WHAT IS BEING ASKED => Change every occurrence of "evenodd" in the items below to "nonzero", and leave all other text as it stands.

SUPPLIED DATA =>
* * * * * * * * *

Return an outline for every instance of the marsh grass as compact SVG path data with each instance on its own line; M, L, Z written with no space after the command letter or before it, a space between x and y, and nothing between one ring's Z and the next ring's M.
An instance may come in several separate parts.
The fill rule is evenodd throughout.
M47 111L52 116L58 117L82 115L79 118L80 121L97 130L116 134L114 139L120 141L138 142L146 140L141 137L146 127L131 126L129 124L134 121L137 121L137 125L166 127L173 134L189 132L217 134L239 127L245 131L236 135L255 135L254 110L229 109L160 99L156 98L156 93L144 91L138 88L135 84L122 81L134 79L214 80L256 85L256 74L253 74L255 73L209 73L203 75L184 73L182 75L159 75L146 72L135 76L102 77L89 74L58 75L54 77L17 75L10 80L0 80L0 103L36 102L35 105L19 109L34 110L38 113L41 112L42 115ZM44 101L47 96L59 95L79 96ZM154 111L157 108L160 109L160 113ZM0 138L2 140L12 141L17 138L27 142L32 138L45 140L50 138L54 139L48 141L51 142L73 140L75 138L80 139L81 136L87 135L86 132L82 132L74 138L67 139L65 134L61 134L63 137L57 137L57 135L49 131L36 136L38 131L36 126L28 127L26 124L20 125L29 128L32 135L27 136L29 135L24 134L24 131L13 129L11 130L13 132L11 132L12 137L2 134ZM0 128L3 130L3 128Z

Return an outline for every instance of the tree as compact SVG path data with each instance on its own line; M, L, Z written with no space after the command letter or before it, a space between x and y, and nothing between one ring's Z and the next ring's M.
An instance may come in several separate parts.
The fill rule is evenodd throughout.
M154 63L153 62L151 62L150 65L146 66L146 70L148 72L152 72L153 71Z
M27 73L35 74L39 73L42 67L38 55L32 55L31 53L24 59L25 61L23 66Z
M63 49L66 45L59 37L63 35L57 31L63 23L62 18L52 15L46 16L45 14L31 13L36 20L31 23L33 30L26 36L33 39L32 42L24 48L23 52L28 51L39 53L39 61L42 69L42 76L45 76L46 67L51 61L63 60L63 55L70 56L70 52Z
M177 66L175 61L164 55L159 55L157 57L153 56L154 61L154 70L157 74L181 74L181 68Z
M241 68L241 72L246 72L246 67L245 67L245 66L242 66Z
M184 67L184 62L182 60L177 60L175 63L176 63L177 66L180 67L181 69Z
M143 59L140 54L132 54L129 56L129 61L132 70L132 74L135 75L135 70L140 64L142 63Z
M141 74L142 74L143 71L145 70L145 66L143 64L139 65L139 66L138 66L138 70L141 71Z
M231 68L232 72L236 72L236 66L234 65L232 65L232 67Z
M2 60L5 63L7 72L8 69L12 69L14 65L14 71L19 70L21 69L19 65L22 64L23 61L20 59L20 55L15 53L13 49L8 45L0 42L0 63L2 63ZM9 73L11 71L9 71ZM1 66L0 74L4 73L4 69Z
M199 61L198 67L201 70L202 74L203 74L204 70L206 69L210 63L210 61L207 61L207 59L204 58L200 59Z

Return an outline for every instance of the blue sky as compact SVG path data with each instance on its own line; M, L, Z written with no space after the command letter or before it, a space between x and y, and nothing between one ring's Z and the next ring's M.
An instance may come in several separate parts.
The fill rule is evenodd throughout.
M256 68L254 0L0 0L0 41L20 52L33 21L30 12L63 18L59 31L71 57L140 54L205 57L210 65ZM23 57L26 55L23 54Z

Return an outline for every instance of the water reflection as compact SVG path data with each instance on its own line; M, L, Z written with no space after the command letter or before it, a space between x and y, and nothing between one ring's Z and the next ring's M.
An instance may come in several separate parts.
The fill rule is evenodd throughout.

* * * * * * * * *

REPLY =>
Return an outline for every instance of the marsh grass as compact SVG path data with each instance on its own line; M, L, Z written with no space after the command letter or before it, a space between x and y, and nothing between one ring's Z and the next ring's M.
An instance may come in several separate parts.
The fill rule is nonzero throughout.
M47 111L52 116L58 117L82 115L79 118L80 121L97 130L116 134L114 139L120 141L138 142L146 140L141 137L146 127L131 126L129 124L134 121L137 121L137 125L166 127L173 134L189 132L217 134L239 127L245 131L236 135L255 135L254 110L229 109L160 99L156 98L156 93L144 91L138 88L135 84L122 81L134 79L214 80L256 85L256 74L253 74L255 73L209 73L203 75L184 73L182 75L159 75L146 72L135 76L102 77L89 74L58 75L54 77L17 75L10 80L0 80L0 103L36 102L35 105L19 109L34 110L38 113L41 112L42 115ZM44 101L47 96L59 95L79 96ZM154 111L157 108L160 109L160 113ZM0 138L2 140L12 141L17 138L27 142L32 138L45 140L50 138L54 139L48 141L51 142L73 140L75 138L80 139L81 136L87 135L86 132L82 132L74 138L67 139L65 134L61 134L63 137L57 137L57 135L49 131L36 136L38 131L36 126L28 127L26 124L20 125L29 128L32 135L27 136L29 135L24 134L24 131L13 129L11 130L13 132L11 132L12 137L2 134ZM0 128L3 130L3 128Z

Return an outline for every instance of the tree as compact SVG path data with each instance on its own line; M, L, Z written with no space after the command letter or before it, a space between x and y, and nothing between one ring's Z and the next ring's M.
An instance may come in several separate parts.
The fill rule is nonzero throughout.
M154 63L153 62L151 62L150 65L146 66L146 70L148 72L152 72L153 71Z
M27 73L35 74L39 73L42 67L38 55L32 55L31 53L24 59L25 61L23 66Z
M63 49L66 45L59 37L63 35L57 31L63 23L62 18L52 15L46 16L45 14L31 13L36 20L31 23L33 30L26 36L33 39L32 42L24 48L23 52L28 51L39 53L39 61L42 69L42 76L45 76L46 67L51 61L63 60L63 55L70 56L70 52Z
M177 66L175 61L164 55L159 55L157 57L153 56L154 61L154 70L157 74L181 74L181 68Z
M241 68L241 72L246 72L246 67L245 67L245 66L242 66Z
M184 67L184 62L182 60L177 60L175 63L176 63L177 66L180 67L181 69Z
M143 59L140 54L132 54L129 56L129 61L132 70L132 74L135 75L135 70L140 64L142 63Z
M141 74L142 74L143 71L145 70L145 66L143 64L139 65L139 66L138 66L138 70L141 71Z
M231 68L232 72L236 72L236 66L234 65L232 65L232 67Z
M2 60L5 63L7 72L8 69L12 69L14 65L14 71L19 70L21 69L19 65L22 64L23 61L20 59L20 55L15 53L13 49L8 45L0 42L0 63L2 63ZM9 73L11 71L9 71ZM1 66L0 74L4 73L4 69Z
M199 61L198 67L201 70L202 74L203 74L204 70L206 69L210 63L210 61L207 61L207 59L204 58L200 59Z

Return an outline for every instance of the blue sky as compact SVG path data with each instance on its own line; M, L, Z written with no space after the command letter or before it, a space between x and y, and nothing between one ring's Z and the next ring's M.
An instance may come in several separate parts.
The fill rule is nonzero throughout.
M256 68L254 0L0 0L0 41L20 52L33 21L30 12L63 18L59 31L71 57L140 54L205 57L210 65ZM23 57L26 55L23 54Z

Return an outline for every instance of the water reflection as compact SVG path data with each instance on its own line; M, L, Z written with no space after the command letter or before it, a space between x and y, and nothing between one ring's Z and the next ring's M.
An instance may come in several separate parts.
The fill rule is nonzero throughout.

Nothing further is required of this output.